Excerpt |
What Would Tennessee Williams Think?

Tennessee Williams’ A Streetcar Named Desire first opened on Broadway in 1947 and took the theater world by storm, winning the Pulitzer Prize for drama and a Tony Award for Best Actress (Jessica Tandy). A lot has transpired in the world in the past 75 years, and yet some things seem like they might never change. A Streetcar Named Desire takes us to a familiar world where privilege and poverty clash in visceral, human ways, and Paramount’s production sparks conversations about the limits of love, the nature of reality and the brutal effect of scarcity versus abundance in society.

We asked Jim Corti how they decided to utilize what the motivation was to have two directors for A Streetcar Named Desire. Having been an integral part of Paramount’s Broadway and Bold Series since day one, Corti’s influence can be felt in the majority of the stage productions to date and has helped to forge the reputation the theater has earned for award-winning works. Yet he retains an openness to combining forces, recognizing the synergy that arises from such partnerships. He says that over the past few seasons, Paramount has been inviting co-direction as a means to offer recognition to new and seasoned directors alike, and adds, “I am so gratified by the various co-directors’ contributions to the work… I find it’s an important vehicle for bringing new directors to the Paramount Family.”

Corti says seasoned co-director Elizabeth Swanson in particular brings something exciting to the show, and that their collaboration adds nuance to the directing. “They have it all! It fascinates me how we think alike and yet when we see things differently, our collaboration illuminates values the other didn’t see and makes the work better for it, beyond our individual expectations.”

Swanson says one thing that surprised her about working with Corti was that they, “started from very similar places for this show. We both wanted to tell a story of heightened realism and to honor Blanche’s journey. And we were both really longing for the specificity of 1947 New Orleans. Angie Weber, our wonderful scenic designer, was on the same page, and it’s been a very happy collaboration all around.”

Swanson is eager to recognize the influence of another player in the production as well. “This story has been fundamentally shaped by a third director: Sarah Scanlon, the Intimacy and Fight Director. She is brilliant at shaping choreography that serves a complex story, while also creating a safe, collaborative space for all the artists in the room.”

Exercise instructions |
1. Copy the Streetcar Named Desire article from the words "Tennessee Williams’ A" through the words "abundance in society.", swapping "Broadway" for "the stage".
2. According to the Streetcar Named Desire article, who is the scenic designer for Paramount's production?
3. Write the next part of the article about Paramount's production of A Streetcar Named Desire, starting after its final sentence.

Given material |

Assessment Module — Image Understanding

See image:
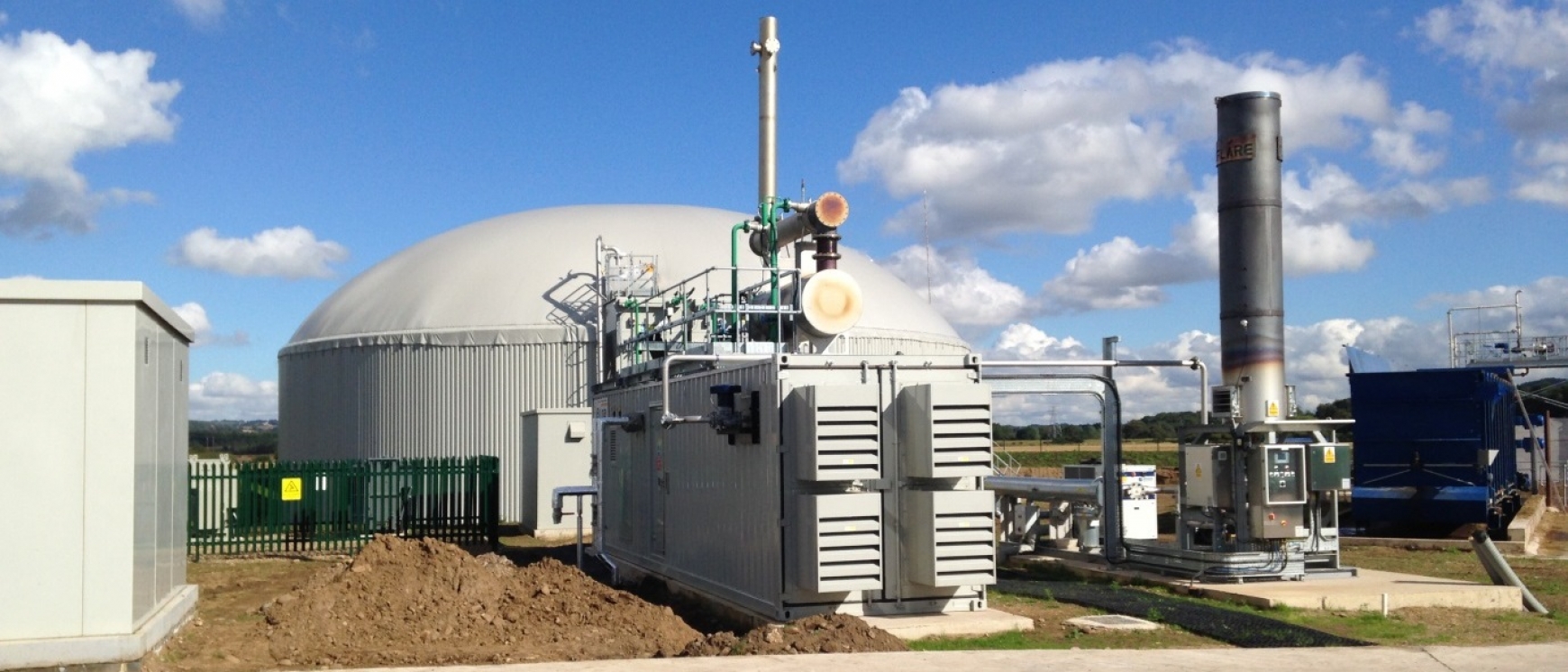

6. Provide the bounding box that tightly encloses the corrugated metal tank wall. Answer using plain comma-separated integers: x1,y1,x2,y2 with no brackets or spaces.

Results |
1.
Tennessee Williams’ A Streetcar Named Desire first opened on the stage in 1947 and took the theater world by storm, winning the Pulitzer Prize for drama and a Tony Award for Best Actress (Jessica Tandy). A lot has transpired in the world in the past 75 years, and yet some things seem like they might never change. A Streetcar Named Desire takes us to a familiar world where privilege and poverty clash in visceral, human ways, and Paramount’s production sparks conversations about the limits of love, the nature of reality and the brutal effect of scarcity versus abundance in society.

2. Angie Weber

3.
Corti also recognizes the power of the full team’s collaboration. “Not only does it make the show stronger, it makes for better humans learning from each other. I know I learn and change, become better, with every collaboration. Tennessee Williams has been an inspiration to both me and Elizabeth with this play’s perspective on the human condition. Our greatest connection that unifies us is our commitment to honor his work.”

Old Story, New Lens

When it comes to producing a classic like A Streetcar Named Desire and adding a contemporary twist that contextualizes it for modern audiences, Swanson is definitely the right person for the role, bringing not just their directing chops, but also their identity. Swanson says,
“One of the central forces in this story is the struggle between masculine and feminine. In A Streetcar Named Desire, those forces are out of balance. The masculine sublimates the feminine. Directing this show has given me a new love for my androgyny and my femininity.”

Swanson goes on to discuss how theater in different parts of the world is born from different sets of struggles. Case in point, Swanson received a MFA in theater directing from Ireland’s Trinity College in Dublin: “Ireland’s stories have all grown out of an Irish context where the power structures are so much about Catholicism and the oppression of the British colonialism. Here our dramas are usually part of the evolving conversation around racism, sexism or class struggles. But the fundamental building blocks of storytelling are the same.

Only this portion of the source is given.